TASK TO COMPLETE
Please reproduce the items from the line with "Target: asphalt parking lot" through the end of the items, substituting "stationary vehicle" for every "parked car" and leaving everything else unchanged.

========================================

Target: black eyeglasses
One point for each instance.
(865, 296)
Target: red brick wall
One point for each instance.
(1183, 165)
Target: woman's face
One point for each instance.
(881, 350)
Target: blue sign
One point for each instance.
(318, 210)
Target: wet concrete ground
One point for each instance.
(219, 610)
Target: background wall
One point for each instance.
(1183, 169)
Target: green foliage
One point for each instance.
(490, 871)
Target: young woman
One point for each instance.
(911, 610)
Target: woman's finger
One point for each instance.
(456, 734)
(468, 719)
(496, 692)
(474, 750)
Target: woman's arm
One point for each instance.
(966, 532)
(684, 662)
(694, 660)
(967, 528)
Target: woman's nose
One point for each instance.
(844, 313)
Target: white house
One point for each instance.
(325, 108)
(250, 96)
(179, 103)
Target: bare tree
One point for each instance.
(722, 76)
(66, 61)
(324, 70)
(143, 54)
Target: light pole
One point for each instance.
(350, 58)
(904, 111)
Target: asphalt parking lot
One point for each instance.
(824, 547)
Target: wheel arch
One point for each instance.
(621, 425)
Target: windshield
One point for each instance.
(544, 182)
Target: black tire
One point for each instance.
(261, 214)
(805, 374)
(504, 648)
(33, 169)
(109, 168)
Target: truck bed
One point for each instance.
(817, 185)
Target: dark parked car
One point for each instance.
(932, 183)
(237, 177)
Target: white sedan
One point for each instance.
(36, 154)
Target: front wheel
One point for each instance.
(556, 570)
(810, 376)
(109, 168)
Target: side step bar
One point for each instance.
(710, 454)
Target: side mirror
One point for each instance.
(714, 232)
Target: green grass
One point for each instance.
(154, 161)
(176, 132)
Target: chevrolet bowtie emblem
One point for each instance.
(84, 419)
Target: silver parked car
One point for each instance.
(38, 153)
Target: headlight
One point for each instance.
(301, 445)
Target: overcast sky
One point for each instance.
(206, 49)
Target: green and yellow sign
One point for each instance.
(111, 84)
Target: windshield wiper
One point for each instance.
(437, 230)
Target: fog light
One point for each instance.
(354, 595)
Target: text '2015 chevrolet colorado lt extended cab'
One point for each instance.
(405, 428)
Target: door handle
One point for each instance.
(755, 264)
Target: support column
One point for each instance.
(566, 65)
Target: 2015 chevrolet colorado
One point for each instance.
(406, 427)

========================================

REPLY
Target: asphalt parking lot
One point for each instance.
(824, 547)
Target: wheel arch
One point for each instance.
(621, 425)
Target: windshield
One point for each instance.
(544, 182)
Target: black tire
One point for each instance.
(261, 214)
(805, 374)
(504, 648)
(33, 169)
(109, 168)
Target: truck bed
One point for each instance.
(817, 185)
Target: dark stationary vehicle
One point for each instance.
(932, 183)
(237, 177)
Target: white sedan
One point for each instance.
(36, 154)
Target: front wheel
One point for each instance.
(556, 570)
(810, 376)
(109, 168)
Target: side step bar
One point for each instance.
(710, 454)
Target: side mirror
One point for each instance.
(714, 232)
Target: green grass
One point for each instance.
(154, 161)
(176, 132)
Target: chevrolet bowtie emblem
One point for each instance.
(84, 419)
Target: silver stationary vehicle
One point for each instance.
(38, 153)
Target: headlight
One point for each instance.
(301, 445)
Target: overcast sky
One point for each instance.
(206, 49)
Target: green and yellow sign
One point for each instance.
(111, 84)
Target: windshield wiper
One point for each instance.
(437, 230)
Target: fog light
One point for each instance.
(354, 595)
Target: text '2015 chevrolet colorado lt extended cab'
One point for each instance.
(405, 428)
Target: door handle
One point for each instance.
(755, 264)
Target: support column
One point for each instance.
(566, 65)
Target: 2015 chevrolet colorado
One point for each instance.
(406, 427)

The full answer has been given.